__EXERCISE INSTRUCTIONS__
Repeat the lines of the listing below exactly, starting at the line that contains "emblem on podium**" and running through the last line, both included, and only those.

__DATA FOR THIS EXERCISE__
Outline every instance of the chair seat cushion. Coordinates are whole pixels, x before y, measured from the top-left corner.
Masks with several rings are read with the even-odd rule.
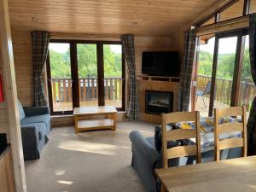
[[[21,125],[24,124],[33,124],[33,123],[44,123],[45,125],[49,122],[50,117],[49,114],[42,114],[26,117],[20,121]]]

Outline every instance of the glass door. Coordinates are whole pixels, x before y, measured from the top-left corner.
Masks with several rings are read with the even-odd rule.
[[[73,111],[73,80],[70,44],[49,43],[49,97],[52,113]]]
[[[201,116],[207,116],[210,106],[211,82],[215,38],[201,37],[197,65],[197,84],[195,90],[195,110]]]

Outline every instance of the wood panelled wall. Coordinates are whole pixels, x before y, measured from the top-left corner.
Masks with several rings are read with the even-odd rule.
[[[0,42],[1,43],[1,42]],[[3,77],[3,62],[1,56],[2,50],[0,49],[0,74],[3,79],[3,86],[4,87],[4,81]],[[4,98],[6,97],[3,89]],[[8,141],[10,142],[9,128],[9,120],[7,113],[6,102],[0,103],[0,133],[6,133]]]
[[[136,74],[142,74],[143,51],[175,50],[169,37],[137,36],[134,39]]]

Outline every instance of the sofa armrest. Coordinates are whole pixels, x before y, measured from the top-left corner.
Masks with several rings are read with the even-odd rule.
[[[49,114],[49,110],[48,106],[24,107],[23,109],[26,117],[41,115],[41,114]]]
[[[137,131],[130,133],[131,141],[131,166],[138,174],[147,191],[156,192],[157,180],[155,166],[160,161],[160,154],[152,144]]]
[[[22,125],[21,137],[25,160],[35,160],[38,156],[38,130],[36,126]]]

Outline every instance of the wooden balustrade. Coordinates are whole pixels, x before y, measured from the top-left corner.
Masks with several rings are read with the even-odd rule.
[[[105,99],[119,100],[122,98],[122,78],[105,78]],[[98,82],[96,78],[79,79],[80,101],[92,101],[98,98]],[[52,79],[52,97],[54,102],[72,102],[72,79]]]
[[[207,83],[211,81],[212,77],[206,75],[198,75],[197,89],[205,90]],[[232,80],[224,79],[216,79],[216,94],[215,101],[224,103],[230,104],[232,91]],[[238,106],[245,105],[249,107],[252,104],[253,100],[256,95],[256,87],[253,83],[249,81],[241,81],[240,86],[240,94],[238,99]],[[206,97],[209,97],[210,95],[207,95]]]

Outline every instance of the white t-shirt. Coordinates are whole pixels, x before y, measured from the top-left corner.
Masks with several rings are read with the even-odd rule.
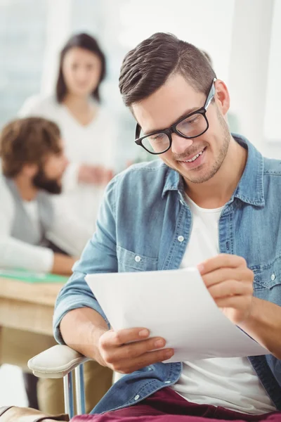
[[[117,134],[112,116],[99,106],[93,120],[82,125],[54,96],[28,98],[19,115],[45,117],[59,126],[70,164],[63,179],[63,193],[55,200],[60,208],[68,212],[71,210],[93,230],[105,186],[79,183],[78,170],[81,164],[100,165],[114,170]]]
[[[30,271],[49,272],[53,264],[53,252],[48,248],[30,245],[12,236],[15,203],[2,176],[0,162],[0,268],[22,268]],[[39,224],[37,200],[23,202],[32,221]],[[46,234],[53,242],[68,254],[78,257],[91,236],[91,229],[81,224],[68,213],[54,209],[51,227]]]
[[[219,253],[218,220],[223,208],[206,210],[189,198],[186,201],[192,212],[192,226],[181,268],[195,267]],[[172,388],[199,404],[250,414],[276,410],[247,357],[183,362],[181,378]]]

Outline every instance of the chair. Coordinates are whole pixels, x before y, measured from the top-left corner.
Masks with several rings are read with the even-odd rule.
[[[89,360],[87,357],[68,346],[58,345],[34,356],[27,362],[30,369],[38,378],[63,378],[65,411],[70,418],[74,416],[73,371],[75,372],[77,414],[86,413],[83,364],[87,360]]]

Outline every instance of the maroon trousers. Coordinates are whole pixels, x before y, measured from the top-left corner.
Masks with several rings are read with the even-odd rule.
[[[281,422],[281,412],[248,415],[209,404],[190,403],[171,388],[157,391],[137,404],[102,415],[81,415],[73,422]]]

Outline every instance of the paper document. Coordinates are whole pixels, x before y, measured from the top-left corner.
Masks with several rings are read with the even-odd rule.
[[[165,362],[269,353],[223,314],[196,268],[85,279],[115,331],[145,327],[166,340],[175,354]]]

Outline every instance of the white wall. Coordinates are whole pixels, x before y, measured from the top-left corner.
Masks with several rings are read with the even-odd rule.
[[[58,8],[56,3],[48,0],[51,9],[49,45],[42,80],[45,91],[50,91],[53,80],[54,63],[61,42],[73,30],[71,15],[75,11],[70,5],[73,6],[75,1],[60,0],[65,6]],[[277,69],[273,60],[276,58],[277,51],[281,62],[279,38],[277,43],[275,41],[275,46],[271,42],[270,47],[270,40],[274,38],[273,32],[276,32],[278,21],[274,17],[273,7],[275,11],[277,7],[281,8],[280,3],[281,0],[142,0],[141,2],[103,0],[98,2],[96,6],[98,15],[92,15],[93,30],[105,46],[112,75],[104,85],[105,94],[114,105],[117,115],[119,114],[121,120],[128,122],[128,140],[131,141],[132,123],[126,114],[127,110],[122,108],[118,92],[122,60],[127,51],[145,37],[157,31],[164,31],[174,33],[210,54],[218,77],[228,86],[230,110],[238,118],[240,132],[265,155],[281,158],[281,143],[265,140],[265,122],[268,122],[268,113],[276,103],[276,87],[272,82],[272,75],[274,73],[276,77],[280,71],[280,66]],[[79,4],[81,8],[81,3]],[[79,10],[82,15],[82,10]],[[53,23],[55,17],[57,24]],[[83,19],[80,20],[83,22]],[[89,16],[86,20],[87,27],[83,29],[91,30],[91,20]],[[58,34],[54,31],[55,26],[59,27]],[[77,29],[78,27],[75,27]],[[281,84],[279,87],[281,93],[280,87]],[[278,98],[280,96],[281,94]]]
[[[281,0],[275,0],[269,49],[264,135],[266,141],[281,143]]]
[[[265,155],[281,158],[263,134],[272,8],[273,0],[235,0],[229,89],[241,133]]]
[[[234,6],[235,0],[129,0],[119,39],[129,50],[154,32],[171,32],[206,50],[227,82]]]

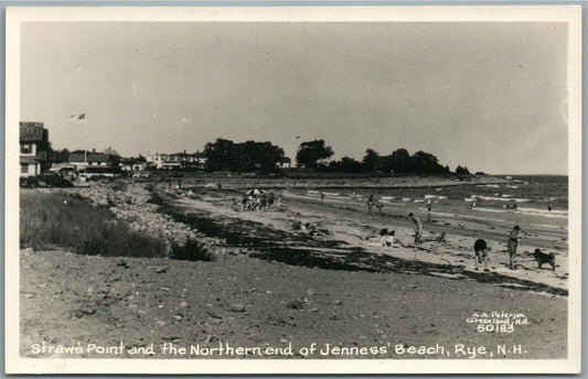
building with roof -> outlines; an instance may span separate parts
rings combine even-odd
[[[20,122],[20,176],[40,175],[51,166],[49,130],[43,122]]]
[[[78,172],[92,172],[113,174],[119,170],[120,156],[118,154],[98,153],[96,149],[92,151],[76,150],[70,153],[67,163],[74,165]]]
[[[149,165],[154,166],[158,170],[204,170],[206,165],[206,155],[199,151],[190,154],[184,150],[181,153],[173,154],[147,154],[147,162]]]

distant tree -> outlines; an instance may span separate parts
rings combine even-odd
[[[70,150],[51,150],[51,162],[65,163],[70,160]]]
[[[296,153],[296,162],[309,169],[317,169],[323,165],[323,161],[333,156],[331,147],[324,145],[324,140],[314,140],[300,143]]]
[[[379,155],[375,150],[367,149],[362,160],[362,169],[365,172],[374,172],[376,170],[376,162]]]
[[[446,167],[439,164],[437,156],[424,151],[417,151],[411,161],[414,172],[419,174],[442,174],[447,172]]]
[[[458,165],[458,167],[456,169],[456,174],[458,174],[458,175],[471,175],[470,171],[468,170],[468,167],[466,167],[466,166],[462,167],[460,165]]]
[[[386,163],[387,171],[392,170],[396,173],[411,173],[415,169],[413,156],[410,156],[406,149],[395,150]]]
[[[329,163],[329,171],[332,172],[362,172],[363,164],[353,158],[343,156],[340,161]]]
[[[276,171],[284,161],[284,149],[270,142],[246,141],[235,145],[234,166],[239,172],[259,171],[267,174]]]
[[[217,139],[204,147],[207,171],[270,173],[284,161],[284,149],[270,142],[234,143]]]
[[[231,140],[217,139],[204,147],[206,171],[233,171],[235,169],[235,143]]]

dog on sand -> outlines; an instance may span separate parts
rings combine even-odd
[[[543,264],[549,263],[549,266],[552,266],[552,269],[555,271],[555,253],[549,252],[548,255],[546,255],[545,252],[542,252],[541,249],[535,249],[533,256],[535,257],[539,269]]]

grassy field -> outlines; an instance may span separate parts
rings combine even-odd
[[[68,195],[21,191],[20,245],[106,257],[165,257],[163,240],[135,232],[104,207]]]

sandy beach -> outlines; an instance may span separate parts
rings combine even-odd
[[[85,190],[85,196],[104,190]],[[145,201],[146,193],[139,190]],[[445,216],[452,209],[443,209],[425,223],[417,208],[425,239],[446,232],[445,240],[417,248],[405,205],[388,204],[383,215],[370,215],[362,199],[330,195],[321,199],[307,190],[279,190],[280,202],[268,212],[243,212],[233,204],[240,194],[237,190],[160,186],[157,193],[157,213],[214,240],[216,261],[23,249],[23,356],[552,359],[567,355],[568,260],[565,243],[558,241],[562,237],[553,231],[525,228],[516,270],[510,270],[504,252],[510,220],[507,226],[487,219],[474,223]],[[120,204],[111,209],[125,214],[129,206],[125,196],[120,194]],[[324,232],[295,230],[295,221],[310,223]],[[396,230],[393,248],[359,237],[383,227]],[[474,269],[475,238],[485,238],[493,247],[489,272]],[[555,271],[547,266],[537,269],[532,258],[536,247],[557,251]],[[324,354],[300,353],[312,343]],[[119,351],[115,347],[120,344],[125,349]],[[172,355],[162,349],[165,344],[188,353]],[[206,350],[226,344],[258,347],[263,354]],[[72,346],[82,348],[64,350]],[[104,353],[100,346],[111,348]],[[441,351],[432,348],[437,346]],[[483,346],[487,353],[467,356],[466,346]],[[139,347],[142,353],[133,354],[132,348]],[[281,348],[281,354],[268,354],[268,347]],[[407,353],[410,347],[414,354]],[[430,349],[419,354],[424,350],[418,347]]]

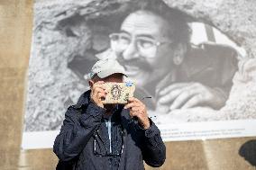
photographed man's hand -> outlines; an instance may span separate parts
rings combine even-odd
[[[145,104],[135,97],[129,98],[124,109],[130,109],[130,115],[137,117],[141,126],[147,130],[151,126]]]
[[[95,83],[91,88],[91,100],[98,106],[104,108],[103,99],[105,98],[107,92],[103,87],[104,81]]]
[[[195,106],[210,106],[219,109],[224,105],[227,96],[222,90],[214,89],[200,83],[178,83],[159,93],[159,105],[169,105],[169,111]]]

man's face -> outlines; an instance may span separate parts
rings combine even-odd
[[[138,86],[160,81],[172,67],[173,51],[167,27],[160,16],[139,11],[123,21],[119,34],[122,43],[112,44],[117,60]]]

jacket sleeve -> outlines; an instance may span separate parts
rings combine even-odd
[[[166,148],[160,137],[160,130],[153,121],[151,121],[151,127],[144,130],[142,156],[147,165],[160,167],[166,159]]]
[[[53,151],[61,161],[71,160],[83,150],[105,110],[89,103],[85,112],[79,114],[78,112],[74,106],[69,107],[54,141]]]

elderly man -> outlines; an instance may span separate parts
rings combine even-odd
[[[163,6],[160,1],[148,1],[130,13],[120,31],[110,35],[112,51],[141,87],[138,96],[151,97],[147,105],[155,112],[220,109],[236,71],[236,51],[211,44],[191,46],[184,18]]]
[[[109,93],[105,82],[122,83],[123,67],[115,59],[97,61],[91,70],[90,89],[66,114],[53,150],[59,158],[57,169],[142,170],[143,160],[160,166],[166,148],[147,108],[136,98],[126,105],[104,104]]]

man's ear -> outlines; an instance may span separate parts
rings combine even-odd
[[[93,80],[89,80],[89,81],[88,81],[88,84],[89,84],[89,85],[90,85],[90,88],[92,88],[95,83],[94,83]]]
[[[178,43],[174,49],[173,53],[173,63],[177,66],[180,65],[187,53],[187,45]]]

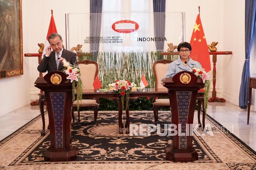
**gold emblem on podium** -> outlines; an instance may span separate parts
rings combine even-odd
[[[53,84],[59,84],[61,82],[61,76],[57,73],[53,74],[51,76],[51,82]]]
[[[180,82],[184,84],[188,84],[191,80],[191,76],[189,74],[186,73],[182,73],[180,76]]]

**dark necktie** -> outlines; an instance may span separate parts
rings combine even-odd
[[[59,60],[59,57],[60,56],[60,53],[58,52],[57,53],[57,59],[56,60],[56,65],[57,65],[57,69],[58,70],[58,68],[59,67],[59,64],[60,64],[60,60]]]

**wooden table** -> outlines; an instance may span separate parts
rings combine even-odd
[[[256,89],[256,78],[249,77],[249,89],[248,91],[248,110],[247,113],[247,124],[249,124],[250,117],[250,109],[251,107],[251,99],[252,97],[252,88]]]
[[[166,88],[159,88],[155,89],[155,88],[146,88],[141,91],[130,92],[130,98],[137,97],[168,97],[169,95]],[[199,91],[197,93],[197,99],[198,101],[198,106],[199,111],[200,111],[201,105],[203,102],[203,106],[204,91]],[[41,135],[45,135],[44,131],[45,123],[44,122],[44,114],[43,113],[43,102],[44,101],[44,94],[39,94],[40,99],[39,100],[39,107],[41,115],[42,117],[43,122],[43,129],[41,133]],[[118,124],[119,128],[119,133],[120,134],[123,134],[122,128],[124,127],[122,120],[123,109],[122,107],[122,103],[120,95],[118,93],[110,92],[96,92],[94,90],[84,90],[82,92],[83,98],[108,98],[112,99],[115,99],[117,100],[118,105]],[[153,107],[153,106],[152,106]],[[203,127],[204,127],[204,118],[205,113],[204,113],[204,109],[203,109]],[[125,133],[130,133],[130,118],[129,109],[126,110],[126,122],[125,127],[126,128]],[[200,112],[199,112],[200,113]],[[200,114],[199,114],[199,123],[200,124]]]

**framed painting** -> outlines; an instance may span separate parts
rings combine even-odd
[[[0,1],[0,79],[23,74],[22,4]]]

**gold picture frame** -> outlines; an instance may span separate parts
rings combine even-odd
[[[22,0],[0,1],[0,79],[23,74]]]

__WRITTEN ANSWER__
**gold emblem on podium** -> outlines; an instance may span separate parts
rings combine even-odd
[[[53,84],[59,84],[61,82],[61,76],[57,73],[53,74],[51,76],[51,82]]]
[[[180,82],[184,84],[188,84],[191,80],[191,76],[189,74],[186,73],[182,73],[180,76]]]

**dark necktie** -> outlines; an instance may span separate parts
rings combine even-odd
[[[59,60],[59,57],[60,56],[60,53],[58,52],[57,53],[57,59],[56,60],[56,65],[57,65],[57,69],[58,70],[58,68],[59,67],[59,64],[60,64],[60,60]]]

**wooden table** -> outlines; an instance may span separate parts
rings combine even-odd
[[[256,89],[256,78],[249,77],[249,89],[248,91],[248,110],[247,113],[247,124],[249,124],[250,117],[250,109],[251,107],[251,99],[252,97],[252,88]]]
[[[166,88],[159,88],[155,89],[155,88],[146,88],[141,91],[130,92],[130,98],[137,97],[168,97],[169,95]],[[199,91],[197,93],[197,99],[198,101],[198,106],[199,111],[200,111],[201,105],[203,102],[203,106],[204,91]],[[41,135],[45,135],[44,131],[45,123],[44,122],[44,114],[43,113],[43,102],[44,101],[44,94],[39,94],[40,99],[39,100],[39,107],[41,115],[42,117],[43,122],[43,129],[41,133]],[[118,124],[119,128],[119,133],[120,134],[123,134],[122,128],[124,127],[122,120],[123,109],[122,107],[122,103],[120,95],[118,93],[110,92],[96,92],[94,90],[84,90],[82,92],[83,98],[108,98],[112,99],[115,99],[117,100],[118,105]],[[153,107],[153,106],[152,106]],[[203,127],[204,127],[204,118],[205,113],[204,113],[204,109],[203,109]],[[125,133],[130,133],[130,118],[129,109],[126,110],[126,122],[125,127],[126,128]],[[200,112],[199,112],[200,113]],[[200,114],[199,114],[199,123],[200,124]]]

**framed painting** -> outlines; an instance may span separate parts
rings combine even-odd
[[[0,1],[0,79],[23,74],[22,4]]]

**gold picture frame** -> outlines; an instance may span separate parts
rings combine even-odd
[[[22,0],[0,1],[0,79],[23,74]]]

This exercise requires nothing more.